• Objectif A: D'après le texte sur l'indépendance nationale tunisienne, que commet un gouvernement qui gère mal l'économie et la monnaie au point de rendre le pays surendetté et quémandeur ?
• Objectif B: Reformulez sous forme de liste plus concise le paragraphe du texte sur l'indépendance nationale tunisienne qui commence par « Par Habib Touhami - En principe », en conservant ses faits essentiels.
• Objectif C: Rédigez la suite du texte sur l'indépendance nationale tunisienne, à partir de sa dernière phrase.

• Extrait du document:
===
Tunisie: Le triptyque de l’indépendance nationale
Par Habib Touhami - En principe, aucun gouvernement n’adopterait une politique allant à l’encontre de l’indépendance nationale. Aucun parti politique, aucune organisation ne souscrirait au dépeçage de l’indépendance nationale. Aucun citoyen, connu ou anonyme, ne se déclarerait hostile à l’indépendance nationale. Tous clament lui être attachés. La réalité est moins glorieuse. Quand un gouvernement gère mal l’économie et la monnaie d’un pays au point de le rendre surendetté et quémandeur, il commet, quoiqu’il s’en défende, de graves manquements à l’égard de l’indépendance nationale. Quand une partie de la société civile accepte de se financer par des subsides extérieurs manifestement suspects ou belliqueux, elle participe, quoiqu’elle le nie, de la mise en cause de l’indépendance nationale. Quand des citoyens intéressés ou ignares s’alignent ostentatoirement sur les positions de pays étrangers, ils affaiblissent, quoiqu’ils pensent, l’indépendance nationale.
===
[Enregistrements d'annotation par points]
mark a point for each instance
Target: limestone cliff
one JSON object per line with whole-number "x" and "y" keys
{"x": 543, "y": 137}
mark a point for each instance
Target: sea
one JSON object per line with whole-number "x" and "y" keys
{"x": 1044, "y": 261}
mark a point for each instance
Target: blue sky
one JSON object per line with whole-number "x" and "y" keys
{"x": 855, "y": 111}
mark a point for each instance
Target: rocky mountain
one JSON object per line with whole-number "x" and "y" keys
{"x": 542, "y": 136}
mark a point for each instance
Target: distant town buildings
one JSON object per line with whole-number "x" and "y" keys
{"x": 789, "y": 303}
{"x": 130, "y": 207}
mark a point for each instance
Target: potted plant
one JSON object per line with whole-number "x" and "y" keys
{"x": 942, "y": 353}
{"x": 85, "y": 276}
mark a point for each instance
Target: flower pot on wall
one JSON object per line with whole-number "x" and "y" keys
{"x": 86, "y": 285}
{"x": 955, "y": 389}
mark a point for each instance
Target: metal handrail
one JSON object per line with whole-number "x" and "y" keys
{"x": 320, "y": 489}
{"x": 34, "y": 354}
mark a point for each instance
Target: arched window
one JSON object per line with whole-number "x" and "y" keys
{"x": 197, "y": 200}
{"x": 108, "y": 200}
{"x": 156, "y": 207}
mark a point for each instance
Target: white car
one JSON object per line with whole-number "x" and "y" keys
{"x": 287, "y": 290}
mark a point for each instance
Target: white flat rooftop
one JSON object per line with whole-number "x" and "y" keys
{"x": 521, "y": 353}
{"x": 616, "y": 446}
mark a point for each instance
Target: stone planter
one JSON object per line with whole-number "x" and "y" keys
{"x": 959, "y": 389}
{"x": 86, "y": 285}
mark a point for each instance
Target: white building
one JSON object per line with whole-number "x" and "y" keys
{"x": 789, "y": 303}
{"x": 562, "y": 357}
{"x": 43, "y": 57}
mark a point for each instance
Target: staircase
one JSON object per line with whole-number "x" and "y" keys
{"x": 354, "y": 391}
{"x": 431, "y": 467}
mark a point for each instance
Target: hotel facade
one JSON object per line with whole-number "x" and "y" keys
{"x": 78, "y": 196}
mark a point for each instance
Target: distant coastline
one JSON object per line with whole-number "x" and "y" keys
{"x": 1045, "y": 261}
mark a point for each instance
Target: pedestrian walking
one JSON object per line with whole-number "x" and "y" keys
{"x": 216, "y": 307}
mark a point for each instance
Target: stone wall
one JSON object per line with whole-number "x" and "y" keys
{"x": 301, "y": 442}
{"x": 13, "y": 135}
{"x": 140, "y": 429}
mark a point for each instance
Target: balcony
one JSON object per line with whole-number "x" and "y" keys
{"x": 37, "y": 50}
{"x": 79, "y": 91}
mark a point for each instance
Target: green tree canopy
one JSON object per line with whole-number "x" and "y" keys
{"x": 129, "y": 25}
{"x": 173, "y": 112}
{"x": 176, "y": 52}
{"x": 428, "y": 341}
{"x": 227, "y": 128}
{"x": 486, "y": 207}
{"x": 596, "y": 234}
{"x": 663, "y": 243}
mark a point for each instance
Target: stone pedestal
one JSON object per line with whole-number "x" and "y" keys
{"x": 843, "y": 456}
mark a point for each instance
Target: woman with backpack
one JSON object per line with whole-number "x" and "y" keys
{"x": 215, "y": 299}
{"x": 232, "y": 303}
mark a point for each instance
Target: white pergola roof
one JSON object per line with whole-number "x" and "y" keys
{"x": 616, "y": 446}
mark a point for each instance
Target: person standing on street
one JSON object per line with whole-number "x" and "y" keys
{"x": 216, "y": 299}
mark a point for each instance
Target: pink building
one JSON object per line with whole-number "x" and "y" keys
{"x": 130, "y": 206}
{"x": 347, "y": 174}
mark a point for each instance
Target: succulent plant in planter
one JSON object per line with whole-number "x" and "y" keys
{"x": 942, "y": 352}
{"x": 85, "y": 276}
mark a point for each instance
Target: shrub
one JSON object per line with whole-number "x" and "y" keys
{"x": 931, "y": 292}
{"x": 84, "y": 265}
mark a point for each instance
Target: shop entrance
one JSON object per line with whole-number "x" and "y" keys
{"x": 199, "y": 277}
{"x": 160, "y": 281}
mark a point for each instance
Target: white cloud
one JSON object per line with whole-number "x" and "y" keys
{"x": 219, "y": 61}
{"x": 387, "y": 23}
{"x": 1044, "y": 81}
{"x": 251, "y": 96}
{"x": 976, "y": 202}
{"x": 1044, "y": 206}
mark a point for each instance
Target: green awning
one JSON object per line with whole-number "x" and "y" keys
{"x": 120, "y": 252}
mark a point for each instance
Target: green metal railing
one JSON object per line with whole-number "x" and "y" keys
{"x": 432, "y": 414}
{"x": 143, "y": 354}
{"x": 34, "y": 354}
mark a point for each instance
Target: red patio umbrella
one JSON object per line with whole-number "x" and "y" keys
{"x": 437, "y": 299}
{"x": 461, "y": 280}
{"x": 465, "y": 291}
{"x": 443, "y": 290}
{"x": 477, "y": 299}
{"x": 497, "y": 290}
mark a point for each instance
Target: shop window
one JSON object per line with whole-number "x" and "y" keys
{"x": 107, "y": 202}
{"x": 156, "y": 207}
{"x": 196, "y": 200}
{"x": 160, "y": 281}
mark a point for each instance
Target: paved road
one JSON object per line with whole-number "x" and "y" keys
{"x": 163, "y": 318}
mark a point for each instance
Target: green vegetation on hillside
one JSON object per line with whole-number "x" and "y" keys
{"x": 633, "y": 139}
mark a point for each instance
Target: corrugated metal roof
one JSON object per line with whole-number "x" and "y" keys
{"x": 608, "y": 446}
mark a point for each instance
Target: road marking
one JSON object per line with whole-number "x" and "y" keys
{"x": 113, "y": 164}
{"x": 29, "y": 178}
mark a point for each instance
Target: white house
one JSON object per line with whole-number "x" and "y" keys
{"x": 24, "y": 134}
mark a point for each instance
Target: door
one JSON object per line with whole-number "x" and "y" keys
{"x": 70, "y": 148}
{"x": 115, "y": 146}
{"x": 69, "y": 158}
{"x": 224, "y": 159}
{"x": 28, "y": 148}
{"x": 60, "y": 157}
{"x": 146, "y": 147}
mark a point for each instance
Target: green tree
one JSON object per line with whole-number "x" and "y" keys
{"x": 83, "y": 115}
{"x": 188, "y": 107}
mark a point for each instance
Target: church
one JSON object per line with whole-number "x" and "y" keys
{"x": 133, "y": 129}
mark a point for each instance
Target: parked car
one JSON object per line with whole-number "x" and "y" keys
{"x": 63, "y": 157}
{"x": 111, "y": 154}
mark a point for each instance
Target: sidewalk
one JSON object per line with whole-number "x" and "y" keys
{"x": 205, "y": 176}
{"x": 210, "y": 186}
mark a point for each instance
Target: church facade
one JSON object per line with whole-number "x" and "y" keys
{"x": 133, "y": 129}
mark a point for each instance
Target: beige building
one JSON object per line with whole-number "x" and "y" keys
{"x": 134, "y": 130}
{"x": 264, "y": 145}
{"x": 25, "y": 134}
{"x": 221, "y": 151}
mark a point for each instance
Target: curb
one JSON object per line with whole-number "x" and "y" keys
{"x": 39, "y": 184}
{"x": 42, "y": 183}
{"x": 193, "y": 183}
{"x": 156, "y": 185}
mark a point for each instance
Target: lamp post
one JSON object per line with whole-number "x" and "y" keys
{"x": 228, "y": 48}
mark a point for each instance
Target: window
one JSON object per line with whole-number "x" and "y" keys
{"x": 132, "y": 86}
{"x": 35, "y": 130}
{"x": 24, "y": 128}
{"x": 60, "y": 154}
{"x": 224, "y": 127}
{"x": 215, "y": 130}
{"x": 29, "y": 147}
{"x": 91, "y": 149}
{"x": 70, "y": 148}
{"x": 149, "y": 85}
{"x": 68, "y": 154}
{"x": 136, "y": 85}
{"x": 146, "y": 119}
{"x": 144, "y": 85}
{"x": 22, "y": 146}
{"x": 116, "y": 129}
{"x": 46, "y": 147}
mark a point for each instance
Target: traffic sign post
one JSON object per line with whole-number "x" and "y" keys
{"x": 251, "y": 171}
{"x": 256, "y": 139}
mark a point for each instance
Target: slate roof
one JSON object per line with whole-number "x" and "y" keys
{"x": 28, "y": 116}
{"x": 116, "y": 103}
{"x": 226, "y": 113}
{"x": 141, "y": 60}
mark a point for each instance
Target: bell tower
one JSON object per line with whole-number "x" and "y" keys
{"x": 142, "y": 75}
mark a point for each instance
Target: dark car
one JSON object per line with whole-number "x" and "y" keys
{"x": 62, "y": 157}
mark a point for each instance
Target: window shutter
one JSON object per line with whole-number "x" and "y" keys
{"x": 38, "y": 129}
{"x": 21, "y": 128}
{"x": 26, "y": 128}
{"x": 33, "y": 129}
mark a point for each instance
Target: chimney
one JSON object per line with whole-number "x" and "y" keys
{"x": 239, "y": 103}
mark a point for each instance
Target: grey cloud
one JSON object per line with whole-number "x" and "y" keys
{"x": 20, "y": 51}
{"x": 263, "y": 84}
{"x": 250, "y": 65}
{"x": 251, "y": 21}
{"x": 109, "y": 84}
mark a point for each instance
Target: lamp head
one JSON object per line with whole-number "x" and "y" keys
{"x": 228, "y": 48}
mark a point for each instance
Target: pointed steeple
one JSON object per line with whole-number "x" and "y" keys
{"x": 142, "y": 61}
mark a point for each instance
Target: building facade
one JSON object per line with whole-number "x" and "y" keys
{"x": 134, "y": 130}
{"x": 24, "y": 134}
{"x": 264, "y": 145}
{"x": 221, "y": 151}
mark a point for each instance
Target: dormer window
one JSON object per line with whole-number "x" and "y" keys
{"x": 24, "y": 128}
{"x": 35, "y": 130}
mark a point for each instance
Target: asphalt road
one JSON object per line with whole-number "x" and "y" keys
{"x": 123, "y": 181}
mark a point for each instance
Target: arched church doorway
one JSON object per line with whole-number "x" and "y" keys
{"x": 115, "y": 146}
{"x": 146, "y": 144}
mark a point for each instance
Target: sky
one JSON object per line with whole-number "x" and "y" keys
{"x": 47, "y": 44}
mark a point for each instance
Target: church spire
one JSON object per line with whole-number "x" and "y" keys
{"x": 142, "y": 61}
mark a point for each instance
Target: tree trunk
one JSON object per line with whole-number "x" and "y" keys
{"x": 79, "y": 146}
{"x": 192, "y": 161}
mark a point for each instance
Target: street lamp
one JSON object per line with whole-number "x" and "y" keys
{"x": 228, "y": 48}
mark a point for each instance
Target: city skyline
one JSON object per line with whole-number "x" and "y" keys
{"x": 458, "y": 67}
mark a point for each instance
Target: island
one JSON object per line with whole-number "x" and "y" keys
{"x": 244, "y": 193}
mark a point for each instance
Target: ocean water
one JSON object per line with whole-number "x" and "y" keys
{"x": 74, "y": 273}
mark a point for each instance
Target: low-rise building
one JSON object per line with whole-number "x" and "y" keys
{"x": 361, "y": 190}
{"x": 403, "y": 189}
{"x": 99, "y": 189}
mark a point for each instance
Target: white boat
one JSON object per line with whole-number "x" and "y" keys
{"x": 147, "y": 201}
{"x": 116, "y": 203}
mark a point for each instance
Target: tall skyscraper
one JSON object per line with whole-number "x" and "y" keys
===
• Réponse A: Il commet de graves manquements à l'égard de l'indépendance nationale.

• Réponse B:
- En principe, aucun gouvernement, parti, organisation ou citoyen ne s'opposerait à l'indépendance nationale, et tous s'y disent attachés.
- La réalité est moins glorieuse.
- Un gouvernement qui gère mal l'économie et la monnaie au point de rendre le pays surendetté et quémandeur manque gravement à l'indépendance nationale.
- La partie de la société civile financée par des subsides extérieurs suspects ou belliqueux participe à sa mise en cause.
- Les citoyens intéressés ou ignares qui s'alignent sur des positions étrangères l'affaiblissent.

• Réponse C:
Dans le climat politique et médiatique qui prévaut actuellement en Tunisie, l’évocation de l’indépendance nationale ne sert que comme cache-misère à la pauvreté intellectuelle du débat. Celui-ci n’est pas mis en avant pour clarifier le concept mais pour le rendre encore plus inintelligible ou banal. Peu d’intervenants soulignent que l’indépendance nationale ne peut pas être limitée à l’indépendance politique et diplomatique et très peu utilisent les termes appropriés quand il s’agit d’indépendance énergétique et alimentaire. Au fond, de quoi parle-t-on exactement ? Est-ce de souveraineté politique et diplomatique ou d’indépendance économique et monétaire ou encore d’indépendance énergétique et alimentaire?
La Tunisie est indépendante politiquement et diplomatiquement depuis le 20 mars 1956. Elle a son territoire, ses lois, sa monnaie, son drapeau, son hymne national (celui des destouriens, emprunté pour partie de chants patriotiques égyptiens), sa police, son armée et son administration. C’est précisément cette indépendance, niée par quelques-uns, qui lui a permis de développer le pays, de concourir à l’indépendance de l’Algérie et de jouer un rôle politique et diplomatique majeur en Afrique et ailleurs. Certes, la Tunisie reste démunie si elle doit être exposée à quelques périls extérieurs, mais elle peut compter sur l’aide et l’assistance de pays amis et au plan intérieur sur un consensus national opposé à toute intervention étrangère, une armée nationale républicaine et patriote et depuis peu sur un régime démocratique, déficient mais démocratique.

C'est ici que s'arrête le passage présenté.